* REQUIREMENT:
Scan the records below and copy every line that contains the string "fruit".

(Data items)
○ ○ ○ ○

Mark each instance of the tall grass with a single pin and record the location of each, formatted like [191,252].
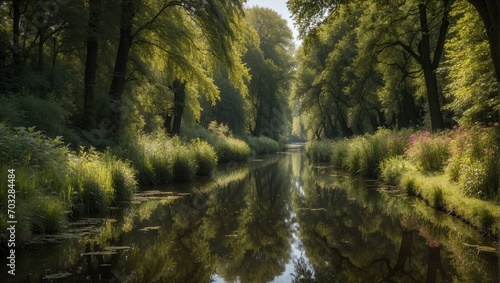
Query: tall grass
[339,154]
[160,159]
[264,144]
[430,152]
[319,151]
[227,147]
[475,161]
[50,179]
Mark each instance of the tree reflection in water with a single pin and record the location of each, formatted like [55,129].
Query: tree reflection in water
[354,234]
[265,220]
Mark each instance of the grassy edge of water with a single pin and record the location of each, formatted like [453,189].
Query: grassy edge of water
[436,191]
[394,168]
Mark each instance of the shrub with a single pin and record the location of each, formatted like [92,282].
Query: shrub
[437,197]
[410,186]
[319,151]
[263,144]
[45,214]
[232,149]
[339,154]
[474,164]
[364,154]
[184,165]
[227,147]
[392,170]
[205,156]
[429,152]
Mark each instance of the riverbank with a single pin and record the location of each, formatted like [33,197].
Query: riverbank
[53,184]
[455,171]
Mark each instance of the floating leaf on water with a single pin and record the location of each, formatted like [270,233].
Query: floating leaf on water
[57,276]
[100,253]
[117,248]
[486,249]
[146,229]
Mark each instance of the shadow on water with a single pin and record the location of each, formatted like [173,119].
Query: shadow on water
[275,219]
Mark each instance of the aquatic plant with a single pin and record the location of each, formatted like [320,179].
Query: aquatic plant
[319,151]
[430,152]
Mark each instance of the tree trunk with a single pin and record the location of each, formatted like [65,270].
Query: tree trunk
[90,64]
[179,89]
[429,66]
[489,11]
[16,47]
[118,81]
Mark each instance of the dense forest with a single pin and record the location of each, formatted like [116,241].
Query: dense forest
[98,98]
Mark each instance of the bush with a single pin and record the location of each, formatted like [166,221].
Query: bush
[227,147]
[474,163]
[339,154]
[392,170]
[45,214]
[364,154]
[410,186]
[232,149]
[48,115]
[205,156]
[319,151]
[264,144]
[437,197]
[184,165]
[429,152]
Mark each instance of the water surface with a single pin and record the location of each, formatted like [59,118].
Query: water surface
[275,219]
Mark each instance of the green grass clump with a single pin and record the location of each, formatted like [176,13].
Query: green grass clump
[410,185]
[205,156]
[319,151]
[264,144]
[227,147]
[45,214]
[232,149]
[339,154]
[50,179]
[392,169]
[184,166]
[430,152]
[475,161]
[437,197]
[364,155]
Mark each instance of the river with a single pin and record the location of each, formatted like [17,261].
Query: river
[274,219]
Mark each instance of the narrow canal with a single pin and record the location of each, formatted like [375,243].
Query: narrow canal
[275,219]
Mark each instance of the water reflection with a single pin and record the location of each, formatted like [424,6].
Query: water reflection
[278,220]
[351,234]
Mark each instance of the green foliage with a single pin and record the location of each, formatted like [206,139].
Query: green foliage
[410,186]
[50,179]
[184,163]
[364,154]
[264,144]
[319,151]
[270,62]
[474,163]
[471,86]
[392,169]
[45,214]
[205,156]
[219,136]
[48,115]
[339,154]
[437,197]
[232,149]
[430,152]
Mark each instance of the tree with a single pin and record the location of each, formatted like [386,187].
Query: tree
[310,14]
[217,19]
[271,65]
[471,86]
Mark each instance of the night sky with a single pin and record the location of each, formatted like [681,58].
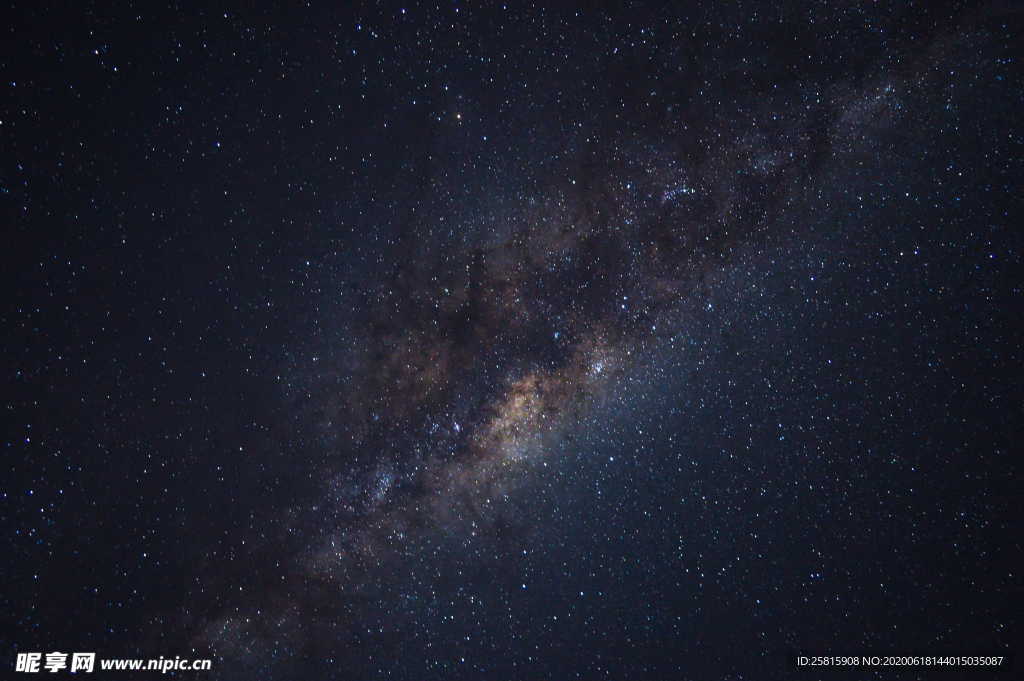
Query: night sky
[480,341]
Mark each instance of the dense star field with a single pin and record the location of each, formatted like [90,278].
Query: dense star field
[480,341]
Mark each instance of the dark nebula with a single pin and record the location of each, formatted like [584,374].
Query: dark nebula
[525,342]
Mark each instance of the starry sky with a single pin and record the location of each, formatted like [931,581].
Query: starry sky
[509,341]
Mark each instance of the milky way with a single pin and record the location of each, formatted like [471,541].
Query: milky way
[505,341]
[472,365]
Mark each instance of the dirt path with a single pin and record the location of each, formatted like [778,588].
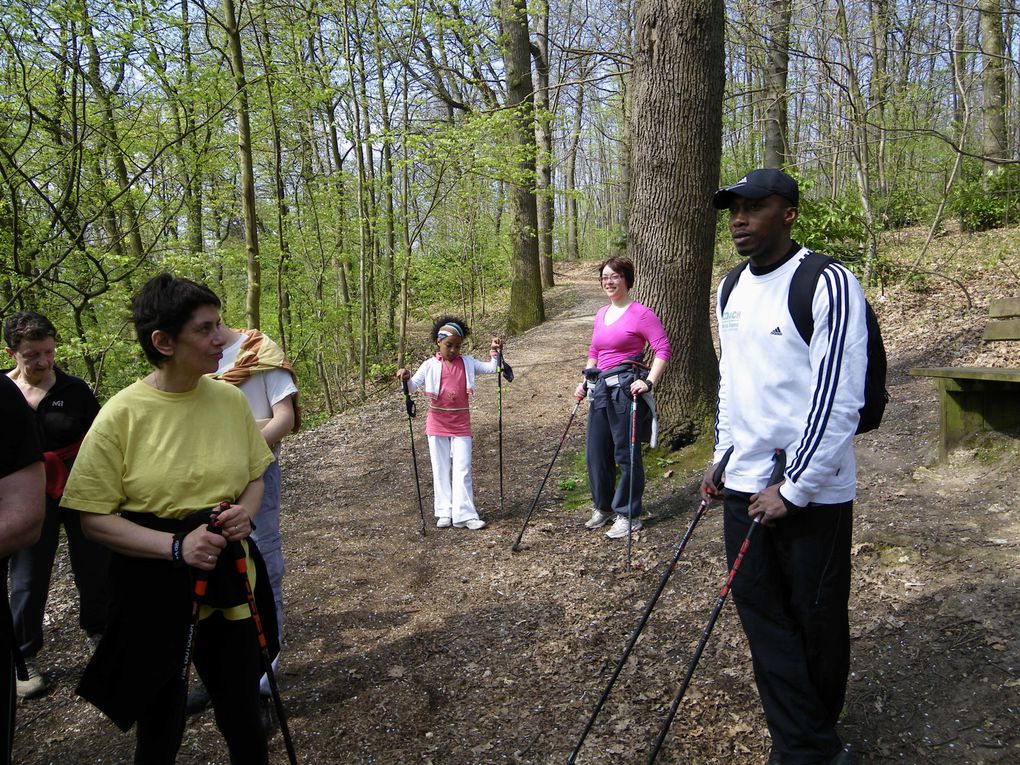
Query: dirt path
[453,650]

○ ○ ○ ○

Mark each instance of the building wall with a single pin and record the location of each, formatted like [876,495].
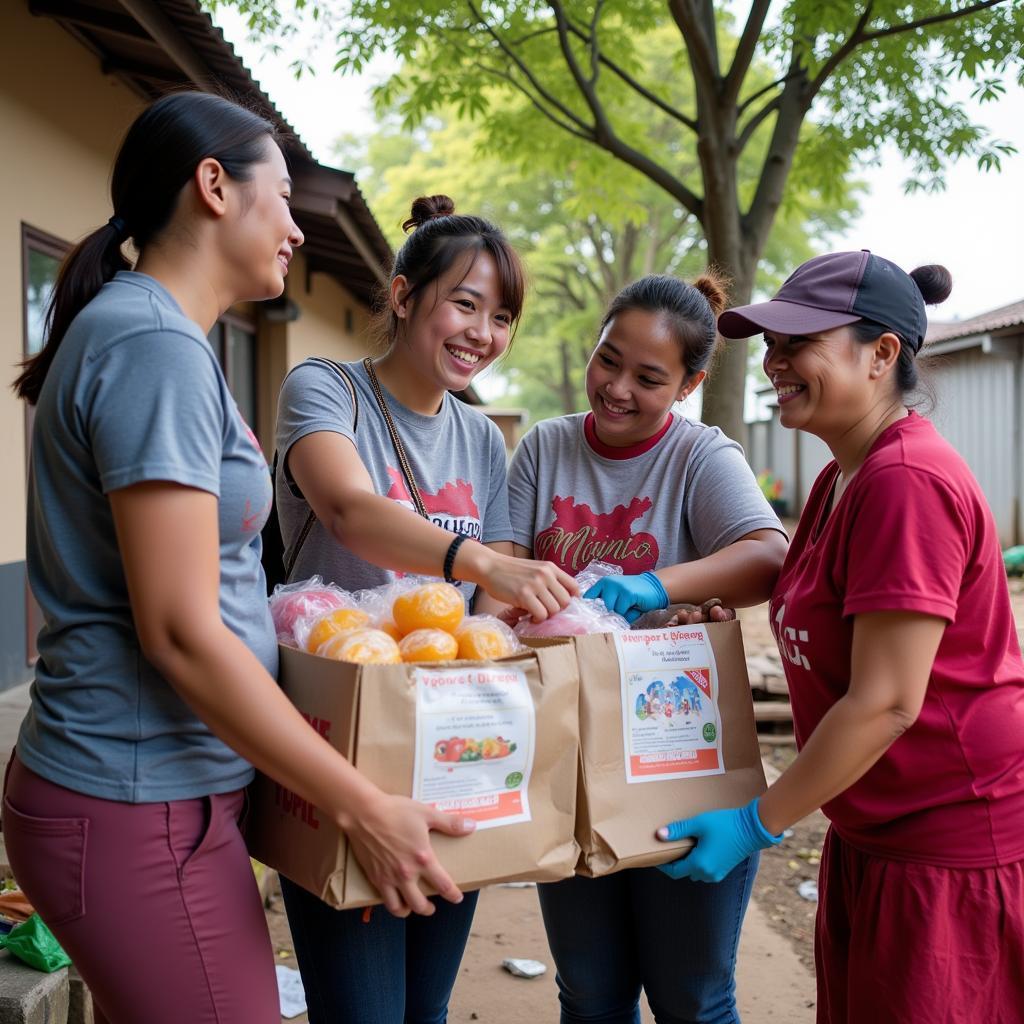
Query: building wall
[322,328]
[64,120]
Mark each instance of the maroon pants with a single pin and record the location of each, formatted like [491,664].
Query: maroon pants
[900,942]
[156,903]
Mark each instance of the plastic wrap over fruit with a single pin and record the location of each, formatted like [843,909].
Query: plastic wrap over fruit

○ ○ ○ ○

* ANSWER SPACE:
Mark each instance of the plastic wrap over fruit with a single pin and record the location of each, formatted like [843,909].
Query: plastic wrap over fruit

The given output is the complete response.